1,000 mourners honour Weider
Napoleon exhibit featuring his collection will go on: 'It was very important to him'
The Gazette
Tuesday, October 21, 2008
Ben Weider was remembered yesterday as a private, humble and unassuming man, an optimist who loved Glen Miller and big band music, who was looking forward to the opening Thursday of the gallery housing his Napoleon collection at the Montreal Museum of Fine Arts.
Known internationally for promoting bodybuilding as an Olympic sport and highly regarded as a Napoleonic scholar, Weider died Friday at the age of 85.
He was to have inaugurated a gallery housing 60 pieces of Napoleonic memorabilia including Bonaparte's funeral mask, two locks of the emperor's hair, the hat he wore during the Russian campaign, several original period portraits, marble and bronze busts, and prints.
The museum announced it will go ahead with the opening as planned, at the request of Weider's family.
"His wishes will be respected," said the museum's director, Nathalie Bondil. "He was so happy about the opening. He had arranged it down to the last detail. It was very important to him."
Weider's funeral was like the man himself: dignified, modest and low key. Scarlet-clad soldiers of le Royal 22e Régiment and le 62e Régiment d'artillerie du Canada formed a guard of honour outside the funeral home during the 50-minute service. Weider was honorary Colonel of the Field Artillery regiment, and worked closely with the Van Doos.
"He will be remembered as a great Quebecer who had a love and a feeling for French Canada, and the respect was returned, even by those who have a nationalist tinge," said retired general Terry Liston. "He was a role model for those of us who aren't de souche, as you might say."
Weider's mahogany casket was unadorned except for a Star of David. There was no evidence of the 66 awards and honours he accumulated during his lifetime, including the Order of Canada, l'ordre du Québec, and the French Légion d'honneur, which was established by Bonaparte.

● Provided records

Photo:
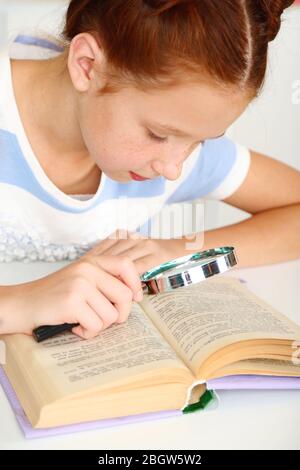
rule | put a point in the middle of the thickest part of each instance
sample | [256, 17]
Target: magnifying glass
[180, 272]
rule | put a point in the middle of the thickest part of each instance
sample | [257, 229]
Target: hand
[144, 252]
[94, 291]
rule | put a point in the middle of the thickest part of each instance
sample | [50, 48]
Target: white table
[244, 419]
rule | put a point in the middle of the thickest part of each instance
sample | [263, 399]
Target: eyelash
[156, 137]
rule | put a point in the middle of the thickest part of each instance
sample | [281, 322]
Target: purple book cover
[254, 382]
[32, 433]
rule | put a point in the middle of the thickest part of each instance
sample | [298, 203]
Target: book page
[67, 364]
[202, 318]
[261, 366]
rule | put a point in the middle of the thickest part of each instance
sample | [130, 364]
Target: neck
[53, 106]
[48, 105]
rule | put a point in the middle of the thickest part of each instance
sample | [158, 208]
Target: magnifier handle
[48, 331]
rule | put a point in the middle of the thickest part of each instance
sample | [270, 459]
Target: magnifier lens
[191, 269]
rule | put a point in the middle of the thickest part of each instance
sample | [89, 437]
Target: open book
[160, 359]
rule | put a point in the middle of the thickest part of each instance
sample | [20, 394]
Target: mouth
[137, 177]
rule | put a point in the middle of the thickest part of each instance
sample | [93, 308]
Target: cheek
[113, 151]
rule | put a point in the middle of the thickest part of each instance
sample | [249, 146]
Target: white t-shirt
[40, 222]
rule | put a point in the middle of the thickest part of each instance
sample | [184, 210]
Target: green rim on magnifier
[205, 256]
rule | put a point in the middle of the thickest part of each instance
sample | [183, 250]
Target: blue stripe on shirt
[215, 160]
[15, 170]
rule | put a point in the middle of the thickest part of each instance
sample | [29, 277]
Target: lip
[137, 177]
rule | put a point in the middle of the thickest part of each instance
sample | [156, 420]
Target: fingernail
[139, 296]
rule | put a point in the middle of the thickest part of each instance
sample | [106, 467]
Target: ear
[84, 54]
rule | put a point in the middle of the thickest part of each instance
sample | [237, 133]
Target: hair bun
[163, 5]
[273, 10]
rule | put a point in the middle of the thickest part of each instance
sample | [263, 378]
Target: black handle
[45, 332]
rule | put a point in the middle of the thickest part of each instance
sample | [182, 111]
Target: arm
[271, 194]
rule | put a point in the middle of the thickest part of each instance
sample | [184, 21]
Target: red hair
[157, 43]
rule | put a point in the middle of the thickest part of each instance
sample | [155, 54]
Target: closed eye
[156, 137]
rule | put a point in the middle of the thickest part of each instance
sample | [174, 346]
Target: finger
[111, 310]
[120, 247]
[122, 267]
[90, 323]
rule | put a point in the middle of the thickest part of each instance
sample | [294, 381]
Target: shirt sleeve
[219, 170]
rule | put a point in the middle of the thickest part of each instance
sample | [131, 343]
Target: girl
[126, 114]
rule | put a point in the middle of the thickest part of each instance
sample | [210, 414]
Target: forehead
[191, 107]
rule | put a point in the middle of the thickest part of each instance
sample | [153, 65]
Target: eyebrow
[175, 131]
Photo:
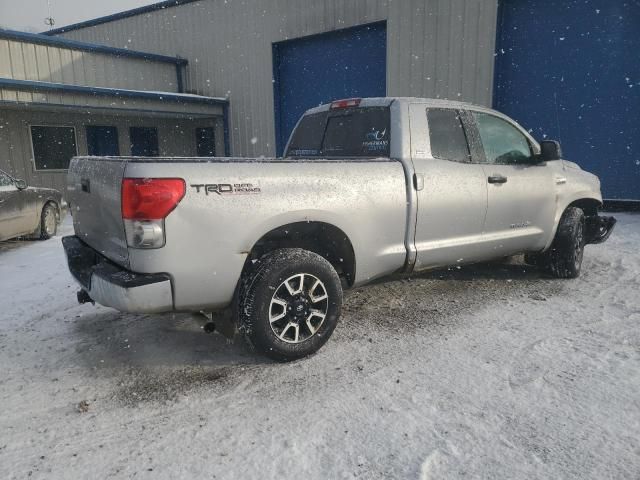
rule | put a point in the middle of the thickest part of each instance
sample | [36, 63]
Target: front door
[521, 194]
[452, 189]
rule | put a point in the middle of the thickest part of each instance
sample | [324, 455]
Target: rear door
[451, 189]
[521, 194]
[94, 190]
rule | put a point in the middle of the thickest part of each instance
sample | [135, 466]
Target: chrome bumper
[113, 286]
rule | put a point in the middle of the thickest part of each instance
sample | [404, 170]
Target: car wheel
[48, 222]
[289, 303]
[564, 258]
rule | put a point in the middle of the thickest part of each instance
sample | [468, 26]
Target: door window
[446, 134]
[503, 143]
[5, 180]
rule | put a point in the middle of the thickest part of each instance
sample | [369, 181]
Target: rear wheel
[290, 303]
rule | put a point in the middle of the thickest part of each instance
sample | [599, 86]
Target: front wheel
[564, 258]
[48, 222]
[289, 303]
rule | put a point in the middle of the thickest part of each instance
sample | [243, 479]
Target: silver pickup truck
[366, 188]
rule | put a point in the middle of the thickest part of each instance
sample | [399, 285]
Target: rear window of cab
[348, 132]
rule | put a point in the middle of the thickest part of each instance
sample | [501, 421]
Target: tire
[48, 222]
[564, 258]
[289, 303]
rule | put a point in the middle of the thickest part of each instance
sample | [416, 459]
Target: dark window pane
[354, 132]
[53, 147]
[358, 132]
[446, 133]
[102, 141]
[205, 142]
[503, 143]
[5, 180]
[307, 137]
[144, 141]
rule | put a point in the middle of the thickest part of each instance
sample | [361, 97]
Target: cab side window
[447, 135]
[503, 143]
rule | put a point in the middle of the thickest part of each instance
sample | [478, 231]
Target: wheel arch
[322, 238]
[587, 203]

● About this task
Extend the article on Ben Weider's funeral, picking up after its last sentence. The rows are not needed for this exercise.

● Answer to the exercise
"Ben Weider has fallen, his earthly pilgrimage has ended, his work is done," said Rabbi Alan Bright, who eulogized Weider as "one of those rare individuals who succeed in creating an atmosphere, an aura about them that sets them apart. Ben's life was full and his years crowded with achievements that touched all kinds of people."
Jean-Claude Turcotte, the Roman Catholic cardinal of Montreal, former Quebec premier Lucien Bouchard, and former speaker of the Quebec National Assembly Michel Bissonnet were among the crowd of about 1,000 mourners at the funeral.
"He was one of the greatest Montrealers I ever knew," Turcotte said before the service. "He was open to everyone, he helped Catholics, Arabs, Palestinians, Jews. He had his convictions, but he understood that we all have the same God."
Bouchard joked about how Weider saved the taxpayers of Quebec "a lot of money" by personally financing repairs to Mary the Queen of the World Roman Catholic Cathedral.
Senator Serge Joyal, who shared Weider's interest in Napoleon and who persuaded Weider to donate the collection to museum, was one of the honorary pall bearers.
"He was a humanist," he said. "Money was not his foremost pre-occupation. What he valued above all was mutual respect for human beings - all human beings."
Rabbi Abraham Cohen read the 23rd Psalm, The Lord is my Shepherd, in three languages as the service ended.